**Text section**:
▽

- Born: Gerald Stanley Doyle September 26, 1892 King's Cove, Newfoundland
- Died: June 12, 1956 (aged 63) St. John's, Newfoundland, Canada
- Occupation: businessman
- Notable work: Old-Time Songs and Poetry of Newfoundland

= Gerald S. Doyle =

Businessperson and folk music collector (b. 1892, d. 1956)

Gerald Stanley Doyle, (September 26, 1892 – July 12, 1956) was a Newfoundlander and Canadian businessman who is well known for his compilation of Newfoundland folk music.

==Early life==
Doyle was born in King's Cove, Newfoundland, to Thomas Doyle and Margaret Devine. As a child, the Doyle family moved to St. John's, where Gerald Doyle become an apprentice at the Wadden's Drug Store in Water Street.

==Career==
This developed into a career selling patented medicines and cod liver oil around the coasts of Newfoundland and the Caribbean. He formally incorporated these practices into his own business, Gerald S. Doyle Limited, in 1929.

==Preservation==
Around this time, Doyle became invested in the preservation of Newfoundland's culture and heritage. He began publishing the Old-Time Songs and Poetry of Newfoundland in 1927, giving them away free of charge in outport communities and including advertisements for his business endeavors. The year before, he established a newsletter titled The Family Fireside, which published community news, local folklore legends, and traditional music submissions by readers. In addition to this, he debuted the Gerald S. Doyle News Bulletin on the radio station VONF in 1932, which aired information of personal interest to outport fishermen. Doyle is credited for the popularization and modern perception of Newfoundland folk music.

==Death and legacy==
Doyle died in St. John's in 1956. His son, Thomas Mershon Doyle, later entered politics and became the MHA for Ferryland. The Gerald S. Doyle Memorial Museum was established in King's Cove in his honour, and his efforts preserving Newfoundland culture are commemorated to this day.

△

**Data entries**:
▽

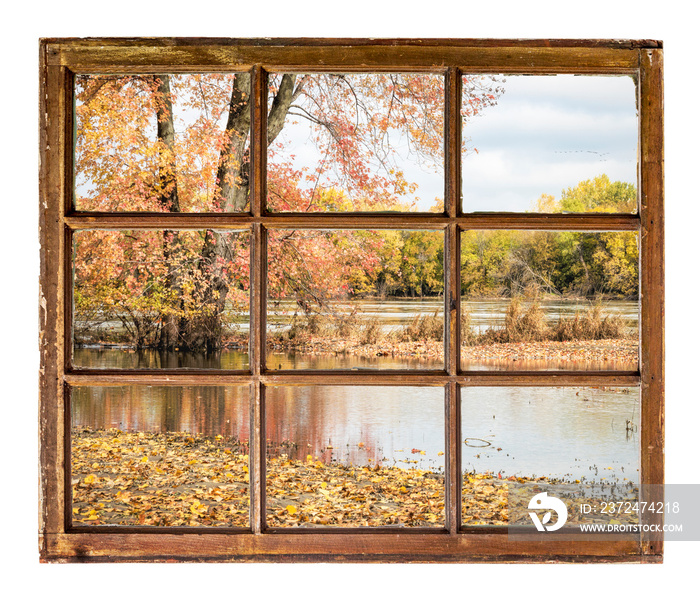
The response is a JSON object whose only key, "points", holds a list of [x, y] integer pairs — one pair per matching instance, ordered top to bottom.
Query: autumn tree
{"points": [[181, 143]]}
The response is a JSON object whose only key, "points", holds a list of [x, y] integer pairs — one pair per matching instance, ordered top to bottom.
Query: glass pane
{"points": [[355, 142], [162, 143], [558, 143], [161, 299], [355, 299], [534, 300], [567, 441], [160, 456], [355, 456]]}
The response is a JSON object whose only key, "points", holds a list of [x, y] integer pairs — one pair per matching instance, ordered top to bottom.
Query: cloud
{"points": [[548, 133]]}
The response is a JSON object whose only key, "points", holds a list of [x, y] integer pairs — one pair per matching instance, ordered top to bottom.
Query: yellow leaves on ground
{"points": [[158, 479], [302, 494]]}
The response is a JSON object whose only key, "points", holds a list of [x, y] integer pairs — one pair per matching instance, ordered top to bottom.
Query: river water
{"points": [[587, 434]]}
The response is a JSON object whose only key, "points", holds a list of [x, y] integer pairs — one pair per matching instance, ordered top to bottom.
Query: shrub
{"points": [[423, 327]]}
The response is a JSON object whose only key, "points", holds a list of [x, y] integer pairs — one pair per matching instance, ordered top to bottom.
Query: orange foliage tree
{"points": [[181, 143]]}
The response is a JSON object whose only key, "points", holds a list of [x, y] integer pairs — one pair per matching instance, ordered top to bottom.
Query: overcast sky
{"points": [[546, 134]]}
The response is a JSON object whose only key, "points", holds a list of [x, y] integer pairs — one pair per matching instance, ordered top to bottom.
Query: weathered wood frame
{"points": [[61, 59]]}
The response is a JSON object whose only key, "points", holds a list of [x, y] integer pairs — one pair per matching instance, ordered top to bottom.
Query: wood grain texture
{"points": [[173, 55], [61, 58], [651, 176], [52, 177], [396, 220], [329, 547]]}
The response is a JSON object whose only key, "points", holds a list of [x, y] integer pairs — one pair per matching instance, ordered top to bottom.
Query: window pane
{"points": [[355, 142], [162, 143], [562, 143], [161, 299], [355, 299], [534, 300], [551, 438], [160, 456], [355, 456]]}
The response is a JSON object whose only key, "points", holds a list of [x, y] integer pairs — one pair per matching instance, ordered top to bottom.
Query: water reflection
{"points": [[196, 410], [393, 426], [587, 434]]}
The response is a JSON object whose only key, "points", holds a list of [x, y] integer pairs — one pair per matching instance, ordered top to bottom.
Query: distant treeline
{"points": [[509, 263]]}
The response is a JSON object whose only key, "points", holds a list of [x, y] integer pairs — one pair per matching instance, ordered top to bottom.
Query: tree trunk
{"points": [[204, 332], [169, 337]]}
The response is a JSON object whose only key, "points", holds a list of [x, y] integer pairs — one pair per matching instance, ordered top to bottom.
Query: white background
{"points": [[673, 21]]}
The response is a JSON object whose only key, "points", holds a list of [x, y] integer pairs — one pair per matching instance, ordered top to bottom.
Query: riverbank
{"points": [[609, 352], [177, 479]]}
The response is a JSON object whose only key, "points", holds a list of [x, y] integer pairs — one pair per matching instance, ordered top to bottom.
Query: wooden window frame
{"points": [[62, 59]]}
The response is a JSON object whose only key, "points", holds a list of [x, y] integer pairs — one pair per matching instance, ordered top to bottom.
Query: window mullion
{"points": [[258, 154]]}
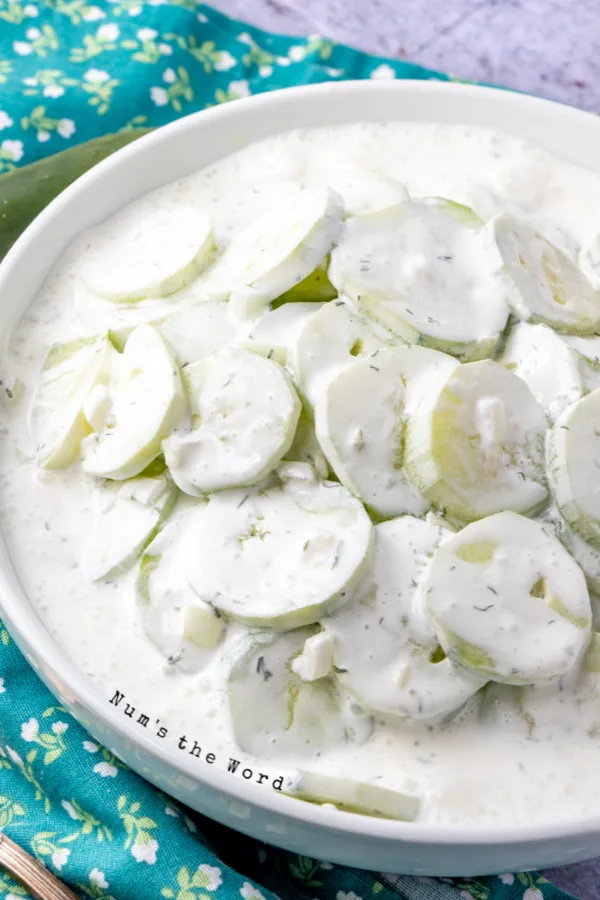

△

**Exercise aim**: According to the article on Gerald S. Doyle, on which radio station did the Gerald S. Doyle News Bulletin debut in 1932?

**Response below**: It debuted on VONF.